> THE EXERCISE
Reproduce word for word the stretch of the piece on God's Ear that starts at "Ryan O'Donnell and" and ends after "cross that bridge.".

> PAGE
+++

Ryan O'Donnell and Beth Wilmurt (Photo by: Jessica Palopoli)

Beautifully directed by choreographer Erika Chong Shuch, God's Ear takes off on a rapid-fire ride through every cliché our society has developed so that people can rely on euphemisms instead of dealing with the cold hard truth. Sometimes her riffs have a hip-hop rhythm. At other times they feel like arias of linguistic pus oozing from a freshly-lanced boil. In one of her frustrated outbursts, the confused but determined Mel insists:
"And we'll cross that bridge.
And bridge that gap.
And bear that cross.
And cross that T.
And part that sea.
And act that part.
And turn that leaf.
And turn that cheek...."
Beth Wilmurt as Mel (Photo by: Pak Han)

As Schwartz explains:
"I am always thinking about the chasm between what we are thinking and feeling, and what we are able and willing to express through words. Along these lines, I'm endlessly fascinated with our unavoidable reliance on cliché as well as our unconscious adherence to socially prescribed modes of behavior. I'm interested in the way we express ourselves using regurgitated and borrowed language, both privately and publicly. On the one hand, I find our use of cliché sad, annoying, and infuriating while. on the other hand, I see tremendous beauty and hilarity in this strange shared language that we pass on and on and on.

With God's Ear, I wanted to deal with the subjects of grief and estrangement in a way that felt honest and emotionally connected; the barrage of language that makes up the play is fueled by and grounded in the characters' emotions and intentions. Mel experiences a great deal of fury as she expresses her feelings and experiences through language and finds herself with no other vehicle than cliché.

+++

> INFORMATION SHOWN
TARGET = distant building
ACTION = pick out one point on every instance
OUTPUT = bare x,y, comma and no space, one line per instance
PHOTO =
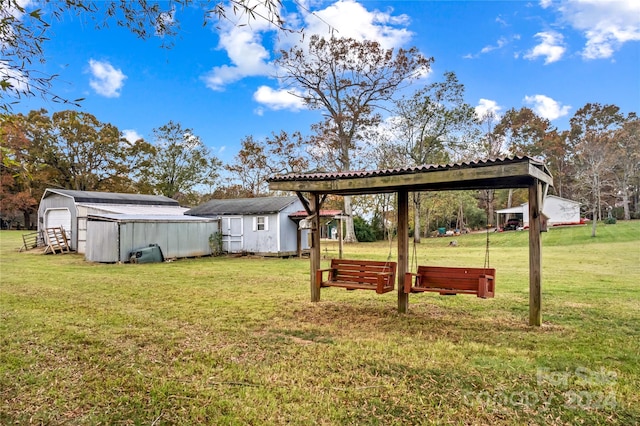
559,211
69,209
259,226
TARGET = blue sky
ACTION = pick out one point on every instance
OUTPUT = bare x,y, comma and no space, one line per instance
552,56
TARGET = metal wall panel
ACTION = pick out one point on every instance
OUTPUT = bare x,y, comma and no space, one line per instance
103,241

+++

> TASK OUTPUT
Ryan O'Donnell and Beth Wilmurt (Photo by: Jessica Palopoli)

Beautifully directed by choreographer Erika Chong Shuch, God's Ear takes off on a rapid-fire ride through every cliché our society has developed so that people can rely on euphemisms instead of dealing with the cold hard truth. Sometimes her riffs have a hip-hop rhythm. At other times they feel like arias of linguistic pus oozing from a freshly-lanced boil. In one of her frustrated outbursts, the confused but determined Mel insists:
"And we'll cross that bridge.